**TO DO**
Return every line in the rows below that contains the word "woman", copied unchanged.

Annotation data for object locations
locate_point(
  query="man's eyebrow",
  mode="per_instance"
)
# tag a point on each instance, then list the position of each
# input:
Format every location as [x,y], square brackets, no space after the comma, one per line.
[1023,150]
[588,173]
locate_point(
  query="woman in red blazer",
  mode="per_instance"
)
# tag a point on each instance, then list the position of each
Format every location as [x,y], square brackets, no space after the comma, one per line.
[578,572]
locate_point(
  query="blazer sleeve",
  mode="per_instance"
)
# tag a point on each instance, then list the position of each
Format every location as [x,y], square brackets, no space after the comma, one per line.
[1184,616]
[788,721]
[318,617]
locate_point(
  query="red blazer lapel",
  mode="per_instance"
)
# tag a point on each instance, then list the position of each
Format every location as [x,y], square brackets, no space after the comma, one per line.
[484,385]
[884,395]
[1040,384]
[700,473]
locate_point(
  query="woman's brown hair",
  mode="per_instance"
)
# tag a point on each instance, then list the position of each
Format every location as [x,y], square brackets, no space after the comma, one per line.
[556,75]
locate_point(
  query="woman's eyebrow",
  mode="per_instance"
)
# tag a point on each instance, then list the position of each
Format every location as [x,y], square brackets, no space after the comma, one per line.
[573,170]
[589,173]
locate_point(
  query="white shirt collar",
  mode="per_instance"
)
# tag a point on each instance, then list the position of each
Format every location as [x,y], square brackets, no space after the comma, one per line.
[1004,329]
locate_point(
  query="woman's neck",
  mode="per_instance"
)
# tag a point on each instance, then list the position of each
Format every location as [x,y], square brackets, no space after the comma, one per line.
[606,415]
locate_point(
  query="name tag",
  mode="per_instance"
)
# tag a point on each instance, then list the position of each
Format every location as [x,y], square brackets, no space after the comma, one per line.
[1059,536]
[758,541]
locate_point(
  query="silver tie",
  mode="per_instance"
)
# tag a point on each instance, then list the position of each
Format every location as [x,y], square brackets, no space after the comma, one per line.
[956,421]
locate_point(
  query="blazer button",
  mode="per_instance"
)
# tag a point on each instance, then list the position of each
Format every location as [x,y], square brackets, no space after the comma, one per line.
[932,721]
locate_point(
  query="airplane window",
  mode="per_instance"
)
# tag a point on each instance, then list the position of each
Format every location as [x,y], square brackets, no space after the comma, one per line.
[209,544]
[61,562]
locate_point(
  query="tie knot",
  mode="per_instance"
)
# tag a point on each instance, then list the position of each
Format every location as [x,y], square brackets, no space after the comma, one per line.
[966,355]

**EXERCISE SOLUTION**
  query="woman in red blazer",
  query="woman's brown hair",
  query="woman's eyebrow",
  query="woman's neck",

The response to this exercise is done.